Entries taken from a collection

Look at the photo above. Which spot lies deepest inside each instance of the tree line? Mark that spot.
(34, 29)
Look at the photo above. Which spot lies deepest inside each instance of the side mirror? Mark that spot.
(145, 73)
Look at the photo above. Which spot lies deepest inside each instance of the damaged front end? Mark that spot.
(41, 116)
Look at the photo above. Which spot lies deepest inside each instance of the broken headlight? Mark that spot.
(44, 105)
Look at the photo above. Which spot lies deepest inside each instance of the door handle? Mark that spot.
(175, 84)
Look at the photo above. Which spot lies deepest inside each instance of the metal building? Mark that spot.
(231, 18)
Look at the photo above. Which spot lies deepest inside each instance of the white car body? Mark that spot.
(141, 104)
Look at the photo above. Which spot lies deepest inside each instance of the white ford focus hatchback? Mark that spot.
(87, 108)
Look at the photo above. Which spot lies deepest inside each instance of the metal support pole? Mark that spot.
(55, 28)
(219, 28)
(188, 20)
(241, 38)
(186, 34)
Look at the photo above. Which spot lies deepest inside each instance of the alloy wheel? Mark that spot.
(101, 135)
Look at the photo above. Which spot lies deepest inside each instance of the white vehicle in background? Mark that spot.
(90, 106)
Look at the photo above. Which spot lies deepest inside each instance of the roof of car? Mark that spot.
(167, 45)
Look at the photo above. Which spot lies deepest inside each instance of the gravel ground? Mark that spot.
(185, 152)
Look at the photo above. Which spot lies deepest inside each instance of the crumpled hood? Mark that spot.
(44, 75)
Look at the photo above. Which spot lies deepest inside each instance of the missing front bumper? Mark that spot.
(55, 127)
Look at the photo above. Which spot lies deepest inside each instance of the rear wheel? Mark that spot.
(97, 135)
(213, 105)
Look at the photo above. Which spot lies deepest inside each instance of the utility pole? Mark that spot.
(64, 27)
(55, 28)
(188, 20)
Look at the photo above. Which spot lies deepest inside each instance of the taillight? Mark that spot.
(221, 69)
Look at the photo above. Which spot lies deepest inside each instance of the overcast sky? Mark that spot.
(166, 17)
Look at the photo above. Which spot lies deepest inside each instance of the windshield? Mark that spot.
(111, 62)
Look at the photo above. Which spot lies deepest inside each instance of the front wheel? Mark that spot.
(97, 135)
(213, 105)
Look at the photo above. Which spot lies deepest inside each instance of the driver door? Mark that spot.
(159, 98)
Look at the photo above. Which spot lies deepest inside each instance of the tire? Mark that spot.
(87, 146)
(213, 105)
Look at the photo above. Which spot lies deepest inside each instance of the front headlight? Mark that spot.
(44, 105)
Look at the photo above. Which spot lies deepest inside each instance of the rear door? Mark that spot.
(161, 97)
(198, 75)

**WHAT THIS TASK INVOLVES**: Take the lines above and print them exactly.

**WRITTEN REPLY**:
Look at the photo above. Which spot lies deepest inside each instance of the tree line? Mark that spot.
(34, 29)
Look at the photo above. Which spot lies deepest inside each instance of the side mirror? Mark that spot.
(145, 73)
Look at the photo above. Which spot lies deepest inside each instance of the damaged front end? Mark that spot.
(41, 116)
Look at the photo above. Which spot lies deepest inside each instance of the broken headlight? Mark that spot.
(44, 105)
Look at the photo above. Which spot lies deepest inside each instance of the door handle? Mark that spot.
(175, 84)
Look at the photo above. Which spot lies deepest inside each instance of the metal building? Mark that spot.
(231, 18)
Look at the photo above. Which spot lies deepest inside each instance of the white car body? Mark that spot.
(141, 104)
Look at the photo above. Which spot lies deepest inside each instance of the white ford focus hatchback? Mark that spot.
(87, 108)
Look at the photo above. Which spot lies deepest inside each instance of the metal support pole? Mark that spot.
(55, 28)
(219, 28)
(188, 20)
(241, 38)
(186, 34)
Look at the photo above. Which spot lies deepest inside each instance of the alloy wheel? Mark that spot.
(101, 135)
Look at the photo above. Which spot lies deepest inside each instance of the white vehicle in background? Mark that spot.
(90, 106)
Look at the photo above. Which spot lies deepest inside each instance of the roof of car? Mark that spot.
(167, 45)
Look at the photo above. Which spot lies deepest inside each instance of the gravel ground? Mark that spot.
(185, 152)
Look at the photo above. Which spot lies deepest inside each instance of the crumpled hood? Mark that spot.
(44, 75)
Look at the photo above. Which spot lies deepest inside each instance of the missing front bumper? Mark that spot.
(55, 127)
Look at the photo above. Which spot lies deepest inside each instance of the rear wheel? Mark that spot.
(97, 135)
(213, 105)
Look at the photo above. Which spot lies deepest inside each instance of the utility pole? Mark that spot.
(64, 27)
(55, 28)
(188, 20)
Look at the photo above. Which spot lies deepest inside each instance of the taillight? Mark that spot.
(221, 69)
Look at the photo above. Which spot lies deepest inside each instance of the overcast sky? Mark that spot.
(166, 17)
Look at the photo above. Which spot lies deepest inside each instance of the windshield? Mark that spot.
(111, 62)
Look at the photo above. Which spot lies deepest inside each instance of the front wheel? Mark that spot.
(97, 135)
(213, 105)
Look at the photo above. Which spot lies deepest inside each instance of the driver door? Mark that spot.
(159, 98)
Look at the photo above. Which spot lies deepest inside each instance of the tire? Mark that spot.
(87, 146)
(213, 105)
Look at the photo above. Which spot lies deepest inside each instance of the front headlight? Mark that spot.
(44, 105)
Look at the photo above. Which spot lies deepest inside each instance of the rear door? Mark that spot.
(161, 97)
(198, 75)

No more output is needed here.